• _WHAT YOU HAVE TO DO_:
If a line in the material below has the word "parked", copy it.

• _INPUT_:
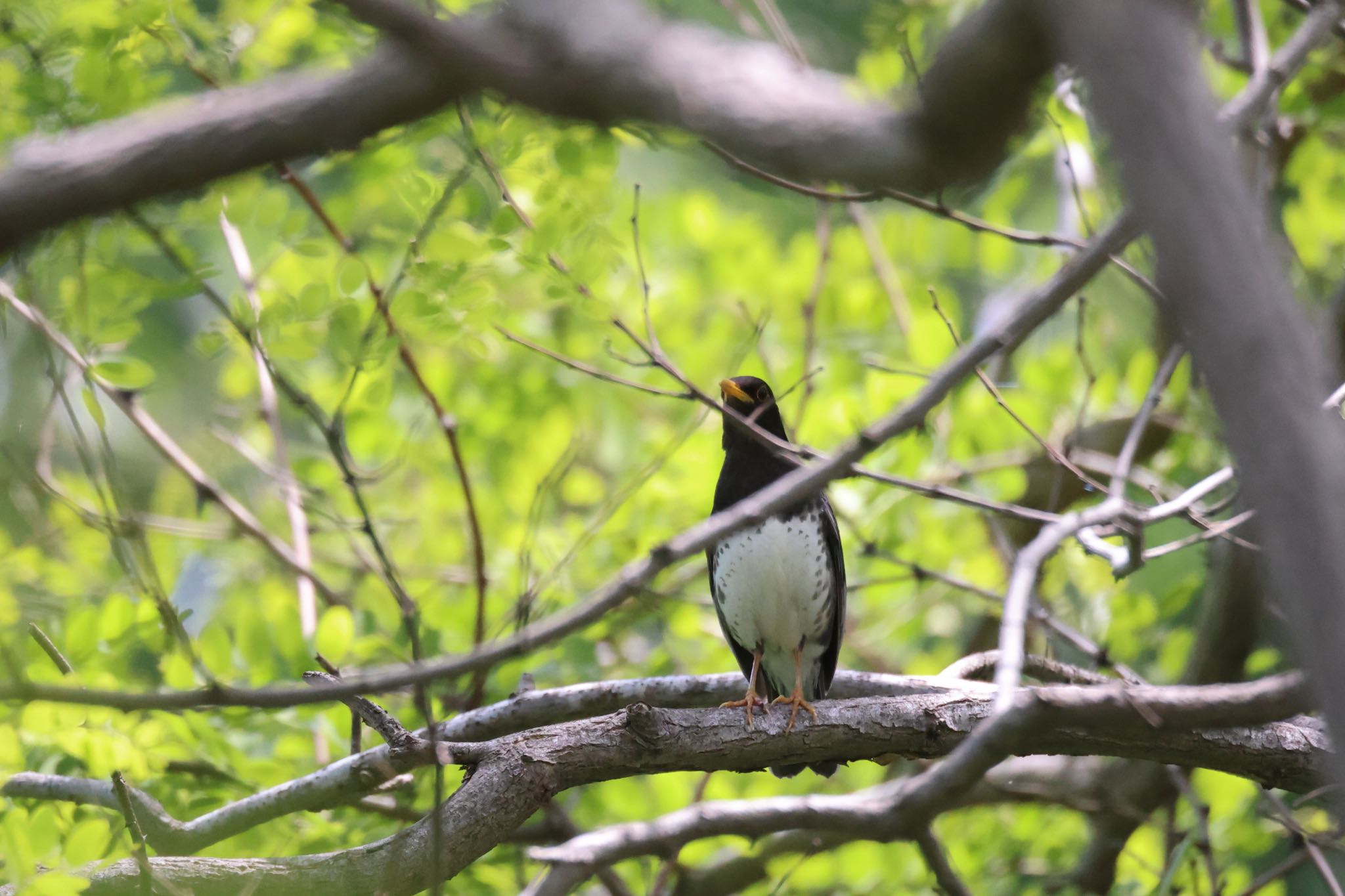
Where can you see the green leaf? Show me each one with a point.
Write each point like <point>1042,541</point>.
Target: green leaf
<point>345,332</point>
<point>335,631</point>
<point>350,276</point>
<point>92,405</point>
<point>125,372</point>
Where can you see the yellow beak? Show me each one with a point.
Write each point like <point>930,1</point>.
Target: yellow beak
<point>734,390</point>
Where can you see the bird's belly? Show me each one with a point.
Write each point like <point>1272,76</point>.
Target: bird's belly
<point>774,587</point>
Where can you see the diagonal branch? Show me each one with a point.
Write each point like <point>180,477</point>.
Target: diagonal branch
<point>128,405</point>
<point>598,60</point>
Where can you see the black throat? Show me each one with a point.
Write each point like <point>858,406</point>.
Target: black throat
<point>748,464</point>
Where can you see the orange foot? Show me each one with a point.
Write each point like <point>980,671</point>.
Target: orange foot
<point>751,700</point>
<point>797,702</point>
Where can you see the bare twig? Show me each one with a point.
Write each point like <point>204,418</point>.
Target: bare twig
<point>271,413</point>
<point>137,836</point>
<point>50,649</point>
<point>938,863</point>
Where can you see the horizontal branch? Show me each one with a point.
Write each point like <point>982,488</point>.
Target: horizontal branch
<point>902,809</point>
<point>350,778</point>
<point>1034,308</point>
<point>514,774</point>
<point>599,60</point>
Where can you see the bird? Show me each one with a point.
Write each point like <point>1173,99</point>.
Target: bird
<point>778,586</point>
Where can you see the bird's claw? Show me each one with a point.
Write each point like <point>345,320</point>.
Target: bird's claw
<point>749,702</point>
<point>797,702</point>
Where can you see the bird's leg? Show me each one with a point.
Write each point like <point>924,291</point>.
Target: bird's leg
<point>797,698</point>
<point>751,699</point>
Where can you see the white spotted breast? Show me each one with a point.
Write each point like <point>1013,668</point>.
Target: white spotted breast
<point>772,584</point>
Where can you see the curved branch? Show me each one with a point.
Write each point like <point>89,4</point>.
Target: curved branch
<point>349,779</point>
<point>512,775</point>
<point>1034,308</point>
<point>598,60</point>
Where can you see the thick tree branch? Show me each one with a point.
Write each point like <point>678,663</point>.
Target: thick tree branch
<point>1265,366</point>
<point>600,60</point>
<point>900,809</point>
<point>513,775</point>
<point>1034,308</point>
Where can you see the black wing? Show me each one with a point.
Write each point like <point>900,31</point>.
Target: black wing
<point>741,653</point>
<point>829,657</point>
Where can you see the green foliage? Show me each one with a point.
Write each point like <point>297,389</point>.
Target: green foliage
<point>573,476</point>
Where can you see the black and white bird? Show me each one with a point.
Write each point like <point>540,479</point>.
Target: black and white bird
<point>778,587</point>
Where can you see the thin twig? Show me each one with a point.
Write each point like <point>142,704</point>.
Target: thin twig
<point>1126,457</point>
<point>938,863</point>
<point>127,403</point>
<point>290,490</point>
<point>137,836</point>
<point>50,649</point>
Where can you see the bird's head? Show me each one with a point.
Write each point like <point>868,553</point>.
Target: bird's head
<point>753,399</point>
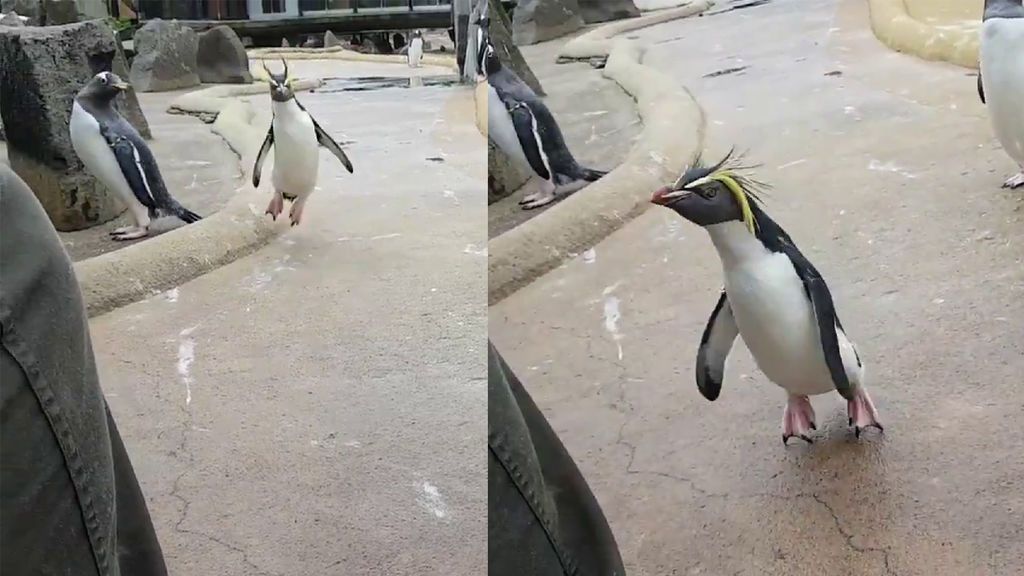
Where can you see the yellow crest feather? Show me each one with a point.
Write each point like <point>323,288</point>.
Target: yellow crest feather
<point>725,176</point>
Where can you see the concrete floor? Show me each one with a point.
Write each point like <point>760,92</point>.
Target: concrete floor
<point>320,407</point>
<point>887,174</point>
<point>598,119</point>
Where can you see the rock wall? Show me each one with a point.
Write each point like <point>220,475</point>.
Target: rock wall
<point>44,68</point>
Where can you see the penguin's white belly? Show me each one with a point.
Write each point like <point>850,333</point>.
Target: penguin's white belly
<point>92,149</point>
<point>296,154</point>
<point>777,324</point>
<point>502,131</point>
<point>1003,76</point>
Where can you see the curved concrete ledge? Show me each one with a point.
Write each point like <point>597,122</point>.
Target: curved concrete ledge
<point>338,53</point>
<point>674,131</point>
<point>597,42</point>
<point>136,272</point>
<point>895,28</point>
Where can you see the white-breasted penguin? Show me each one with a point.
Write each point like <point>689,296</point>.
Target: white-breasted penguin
<point>1000,79</point>
<point>117,156</point>
<point>520,124</point>
<point>296,138</point>
<point>415,53</point>
<point>773,297</point>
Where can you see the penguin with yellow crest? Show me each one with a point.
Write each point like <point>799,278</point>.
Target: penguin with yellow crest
<point>773,297</point>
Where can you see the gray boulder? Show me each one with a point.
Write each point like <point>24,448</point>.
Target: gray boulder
<point>43,69</point>
<point>331,41</point>
<point>221,58</point>
<point>539,21</point>
<point>594,11</point>
<point>165,56</point>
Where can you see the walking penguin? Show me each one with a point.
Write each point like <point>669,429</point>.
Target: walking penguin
<point>773,297</point>
<point>115,153</point>
<point>1000,80</point>
<point>296,138</point>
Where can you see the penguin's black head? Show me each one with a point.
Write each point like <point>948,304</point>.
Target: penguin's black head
<point>281,84</point>
<point>714,195</point>
<point>103,87</point>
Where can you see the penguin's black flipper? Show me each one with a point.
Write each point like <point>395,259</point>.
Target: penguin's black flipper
<point>526,129</point>
<point>263,150</point>
<point>327,141</point>
<point>824,314</point>
<point>715,345</point>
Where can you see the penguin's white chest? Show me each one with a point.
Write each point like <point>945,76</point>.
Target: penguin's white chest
<point>93,151</point>
<point>1003,76</point>
<point>296,150</point>
<point>502,130</point>
<point>777,323</point>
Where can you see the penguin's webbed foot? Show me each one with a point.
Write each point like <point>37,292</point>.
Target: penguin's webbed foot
<point>862,413</point>
<point>130,234</point>
<point>798,420</point>
<point>1015,181</point>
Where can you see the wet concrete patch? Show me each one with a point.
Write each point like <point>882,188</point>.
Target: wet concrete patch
<point>368,83</point>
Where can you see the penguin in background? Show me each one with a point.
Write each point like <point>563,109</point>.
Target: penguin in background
<point>773,297</point>
<point>520,124</point>
<point>1000,78</point>
<point>296,138</point>
<point>415,53</point>
<point>116,155</point>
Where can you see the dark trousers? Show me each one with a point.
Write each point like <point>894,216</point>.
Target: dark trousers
<point>543,519</point>
<point>70,502</point>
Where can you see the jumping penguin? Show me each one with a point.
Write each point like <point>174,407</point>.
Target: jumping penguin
<point>296,138</point>
<point>115,153</point>
<point>1000,80</point>
<point>415,54</point>
<point>773,296</point>
<point>520,124</point>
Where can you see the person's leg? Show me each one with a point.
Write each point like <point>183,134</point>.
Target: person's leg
<point>69,497</point>
<point>543,519</point>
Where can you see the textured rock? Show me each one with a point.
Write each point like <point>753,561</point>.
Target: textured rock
<point>165,56</point>
<point>594,11</point>
<point>501,37</point>
<point>43,69</point>
<point>330,40</point>
<point>538,21</point>
<point>221,57</point>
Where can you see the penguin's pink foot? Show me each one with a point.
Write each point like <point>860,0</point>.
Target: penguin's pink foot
<point>862,412</point>
<point>1015,181</point>
<point>798,420</point>
<point>276,206</point>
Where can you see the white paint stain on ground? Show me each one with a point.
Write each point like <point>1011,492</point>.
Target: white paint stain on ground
<point>430,498</point>
<point>186,355</point>
<point>878,166</point>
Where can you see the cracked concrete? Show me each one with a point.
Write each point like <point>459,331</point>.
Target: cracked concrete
<point>887,174</point>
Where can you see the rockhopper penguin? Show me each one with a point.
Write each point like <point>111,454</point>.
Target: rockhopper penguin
<point>520,124</point>
<point>415,53</point>
<point>773,297</point>
<point>115,153</point>
<point>1000,80</point>
<point>296,138</point>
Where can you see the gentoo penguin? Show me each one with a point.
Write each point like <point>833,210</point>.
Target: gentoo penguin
<point>114,152</point>
<point>1000,81</point>
<point>773,296</point>
<point>520,124</point>
<point>415,54</point>
<point>296,138</point>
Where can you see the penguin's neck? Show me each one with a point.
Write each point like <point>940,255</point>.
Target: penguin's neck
<point>735,244</point>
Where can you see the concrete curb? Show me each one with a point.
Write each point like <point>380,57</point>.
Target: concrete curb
<point>896,29</point>
<point>338,53</point>
<point>136,272</point>
<point>674,131</point>
<point>597,42</point>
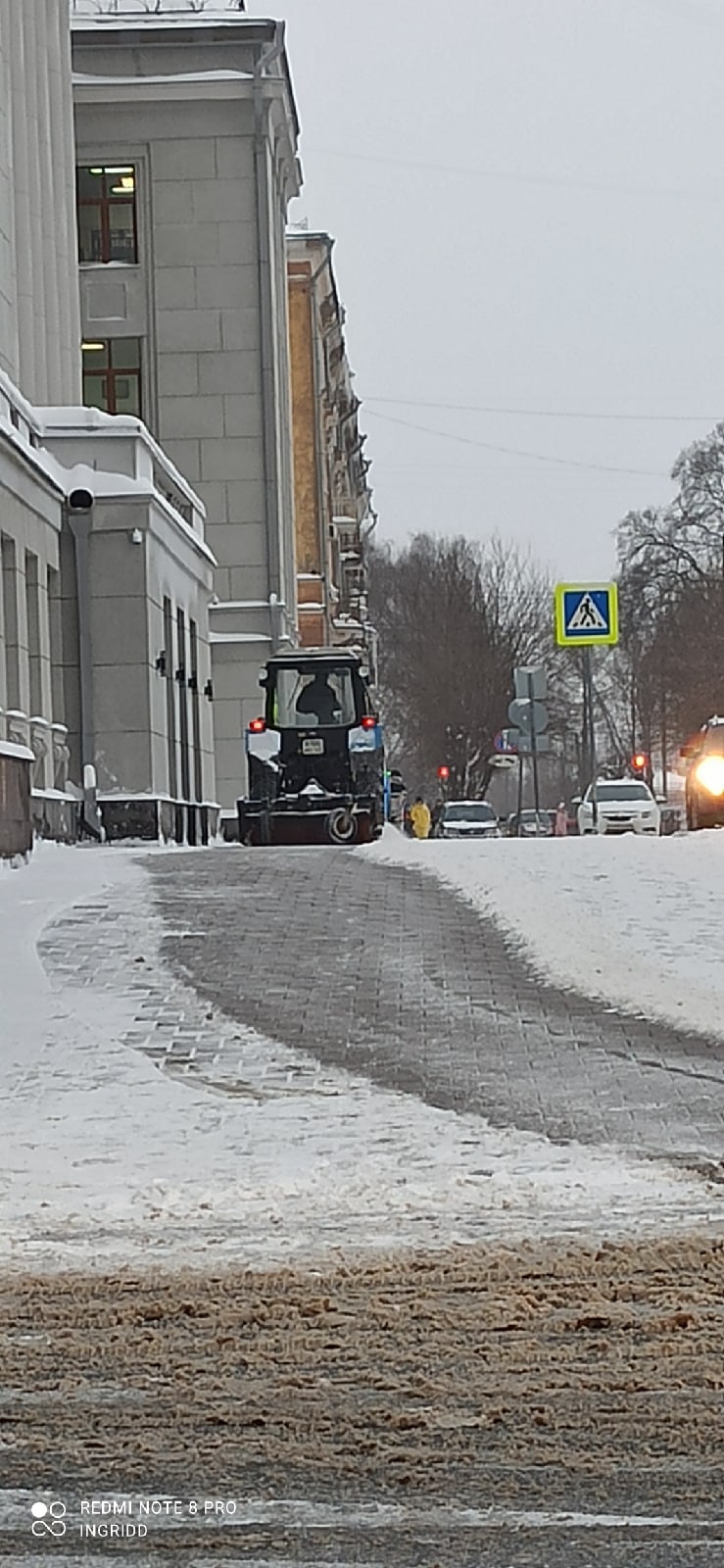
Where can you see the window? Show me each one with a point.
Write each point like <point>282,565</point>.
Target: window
<point>305,700</point>
<point>112,375</point>
<point>107,214</point>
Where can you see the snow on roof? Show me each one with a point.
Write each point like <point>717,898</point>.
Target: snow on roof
<point>156,10</point>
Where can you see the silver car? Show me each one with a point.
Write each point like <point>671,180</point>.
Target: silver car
<point>621,807</point>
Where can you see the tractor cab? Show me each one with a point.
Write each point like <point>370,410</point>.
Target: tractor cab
<point>315,757</point>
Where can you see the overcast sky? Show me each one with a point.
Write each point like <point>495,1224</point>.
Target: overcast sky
<point>528,208</point>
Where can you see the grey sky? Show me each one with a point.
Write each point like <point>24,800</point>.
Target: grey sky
<point>528,208</point>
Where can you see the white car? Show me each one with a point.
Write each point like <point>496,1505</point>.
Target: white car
<point>469,819</point>
<point>621,807</point>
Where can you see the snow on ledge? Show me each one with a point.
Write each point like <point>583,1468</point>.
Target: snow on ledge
<point>10,749</point>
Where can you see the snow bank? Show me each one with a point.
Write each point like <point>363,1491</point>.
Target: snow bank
<point>638,922</point>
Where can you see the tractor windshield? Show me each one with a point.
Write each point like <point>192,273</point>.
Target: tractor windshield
<point>308,698</point>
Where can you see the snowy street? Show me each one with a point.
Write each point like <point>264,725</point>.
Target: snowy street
<point>489,1098</point>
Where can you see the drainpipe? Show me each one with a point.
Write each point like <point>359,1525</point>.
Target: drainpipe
<point>77,514</point>
<point>320,444</point>
<point>266,328</point>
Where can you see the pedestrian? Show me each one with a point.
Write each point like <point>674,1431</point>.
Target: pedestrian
<point>436,817</point>
<point>420,819</point>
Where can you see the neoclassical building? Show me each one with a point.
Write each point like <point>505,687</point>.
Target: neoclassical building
<point>105,572</point>
<point>187,137</point>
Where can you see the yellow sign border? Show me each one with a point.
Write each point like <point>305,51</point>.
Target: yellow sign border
<point>593,640</point>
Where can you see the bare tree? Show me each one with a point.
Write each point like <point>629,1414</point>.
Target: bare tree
<point>673,598</point>
<point>454,621</point>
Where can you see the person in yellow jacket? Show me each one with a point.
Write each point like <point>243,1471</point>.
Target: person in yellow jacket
<point>420,819</point>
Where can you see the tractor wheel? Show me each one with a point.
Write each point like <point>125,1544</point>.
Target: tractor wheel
<point>340,827</point>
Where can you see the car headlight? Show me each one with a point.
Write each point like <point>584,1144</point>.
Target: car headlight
<point>710,773</point>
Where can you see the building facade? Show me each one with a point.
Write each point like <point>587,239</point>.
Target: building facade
<point>99,535</point>
<point>185,165</point>
<point>332,496</point>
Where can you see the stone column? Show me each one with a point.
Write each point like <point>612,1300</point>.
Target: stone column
<point>8,292</point>
<point>38,46</point>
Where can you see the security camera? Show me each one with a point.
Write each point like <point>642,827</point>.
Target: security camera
<point>80,501</point>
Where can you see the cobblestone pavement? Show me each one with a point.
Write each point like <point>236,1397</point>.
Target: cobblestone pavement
<point>383,971</point>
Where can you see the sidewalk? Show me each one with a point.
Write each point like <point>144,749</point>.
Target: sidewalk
<point>140,1125</point>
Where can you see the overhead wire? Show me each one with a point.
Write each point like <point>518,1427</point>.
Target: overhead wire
<point>544,413</point>
<point>516,452</point>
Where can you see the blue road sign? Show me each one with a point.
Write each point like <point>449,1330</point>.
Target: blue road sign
<point>587,613</point>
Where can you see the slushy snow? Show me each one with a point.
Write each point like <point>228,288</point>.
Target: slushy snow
<point>109,1160</point>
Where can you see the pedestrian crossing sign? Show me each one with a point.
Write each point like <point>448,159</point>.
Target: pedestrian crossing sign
<point>587,615</point>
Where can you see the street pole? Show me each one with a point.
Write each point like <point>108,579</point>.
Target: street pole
<point>519,794</point>
<point>533,749</point>
<point>588,708</point>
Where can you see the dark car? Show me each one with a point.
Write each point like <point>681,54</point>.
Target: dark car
<point>467,819</point>
<point>532,825</point>
<point>704,753</point>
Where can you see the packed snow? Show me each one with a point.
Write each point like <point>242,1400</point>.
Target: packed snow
<point>109,1160</point>
<point>638,922</point>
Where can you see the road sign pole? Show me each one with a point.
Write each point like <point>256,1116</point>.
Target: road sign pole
<point>588,710</point>
<point>533,750</point>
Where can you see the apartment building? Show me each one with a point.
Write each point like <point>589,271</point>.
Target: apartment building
<point>332,496</point>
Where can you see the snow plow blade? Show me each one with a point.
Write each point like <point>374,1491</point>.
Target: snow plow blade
<point>339,825</point>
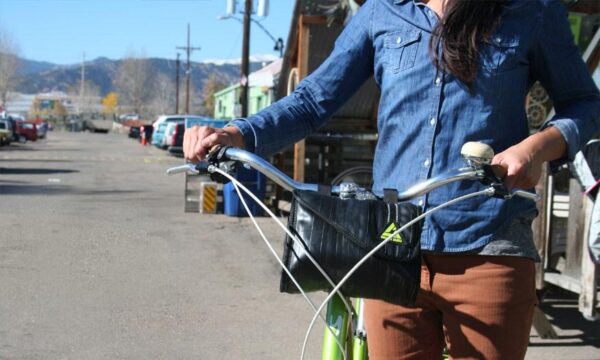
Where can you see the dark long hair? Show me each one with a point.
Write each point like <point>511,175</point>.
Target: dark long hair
<point>464,24</point>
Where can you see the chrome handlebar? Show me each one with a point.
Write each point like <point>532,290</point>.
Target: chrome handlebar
<point>256,162</point>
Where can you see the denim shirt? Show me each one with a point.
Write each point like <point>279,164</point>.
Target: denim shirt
<point>425,115</point>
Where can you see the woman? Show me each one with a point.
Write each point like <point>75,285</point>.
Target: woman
<point>450,71</point>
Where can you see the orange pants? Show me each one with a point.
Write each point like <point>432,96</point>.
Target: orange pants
<point>479,307</point>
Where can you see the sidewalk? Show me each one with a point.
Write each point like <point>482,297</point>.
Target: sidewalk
<point>578,338</point>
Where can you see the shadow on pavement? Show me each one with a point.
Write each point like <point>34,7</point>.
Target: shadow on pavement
<point>23,188</point>
<point>35,160</point>
<point>30,171</point>
<point>561,307</point>
<point>34,189</point>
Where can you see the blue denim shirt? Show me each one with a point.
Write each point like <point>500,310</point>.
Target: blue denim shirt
<point>425,116</point>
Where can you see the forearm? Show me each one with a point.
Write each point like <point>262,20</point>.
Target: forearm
<point>546,145</point>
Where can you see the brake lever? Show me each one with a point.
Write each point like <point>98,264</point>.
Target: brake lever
<point>217,158</point>
<point>494,177</point>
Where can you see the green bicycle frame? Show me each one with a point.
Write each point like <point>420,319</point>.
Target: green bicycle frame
<point>337,320</point>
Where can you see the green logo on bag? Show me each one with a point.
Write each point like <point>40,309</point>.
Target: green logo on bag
<point>389,231</point>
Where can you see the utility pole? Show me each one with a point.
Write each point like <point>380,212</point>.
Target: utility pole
<point>246,57</point>
<point>177,84</point>
<point>81,88</point>
<point>188,50</point>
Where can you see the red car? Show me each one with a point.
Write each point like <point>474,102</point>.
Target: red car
<point>27,129</point>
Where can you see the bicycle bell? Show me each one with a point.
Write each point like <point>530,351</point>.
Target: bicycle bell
<point>477,154</point>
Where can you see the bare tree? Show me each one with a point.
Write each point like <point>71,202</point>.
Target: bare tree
<point>89,101</point>
<point>163,99</point>
<point>211,87</point>
<point>133,82</point>
<point>9,64</point>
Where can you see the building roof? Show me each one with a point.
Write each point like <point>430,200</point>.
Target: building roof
<point>265,76</point>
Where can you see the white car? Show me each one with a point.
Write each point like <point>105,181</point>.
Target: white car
<point>169,137</point>
<point>124,117</point>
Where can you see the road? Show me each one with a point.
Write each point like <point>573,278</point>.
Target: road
<point>99,261</point>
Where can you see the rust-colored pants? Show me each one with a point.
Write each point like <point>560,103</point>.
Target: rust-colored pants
<point>479,307</point>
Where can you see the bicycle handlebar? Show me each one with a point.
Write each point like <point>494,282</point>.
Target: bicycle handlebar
<point>221,158</point>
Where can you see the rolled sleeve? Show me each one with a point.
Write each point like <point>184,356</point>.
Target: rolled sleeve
<point>557,63</point>
<point>247,131</point>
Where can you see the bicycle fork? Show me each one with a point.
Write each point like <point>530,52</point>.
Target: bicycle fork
<point>337,320</point>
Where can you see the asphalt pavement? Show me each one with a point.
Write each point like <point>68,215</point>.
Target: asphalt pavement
<point>99,261</point>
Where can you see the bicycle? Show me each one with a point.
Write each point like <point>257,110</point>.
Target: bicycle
<point>345,335</point>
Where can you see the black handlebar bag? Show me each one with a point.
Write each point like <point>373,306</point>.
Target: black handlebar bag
<point>339,232</point>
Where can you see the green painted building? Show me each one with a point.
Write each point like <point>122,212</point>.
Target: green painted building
<point>260,93</point>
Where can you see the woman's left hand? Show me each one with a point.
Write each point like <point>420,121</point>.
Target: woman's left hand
<point>524,160</point>
<point>523,167</point>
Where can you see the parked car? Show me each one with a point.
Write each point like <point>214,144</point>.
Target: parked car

• _ANSWER BOX_:
Where can you see the parked car? Show me each one with a point.
Target: parked car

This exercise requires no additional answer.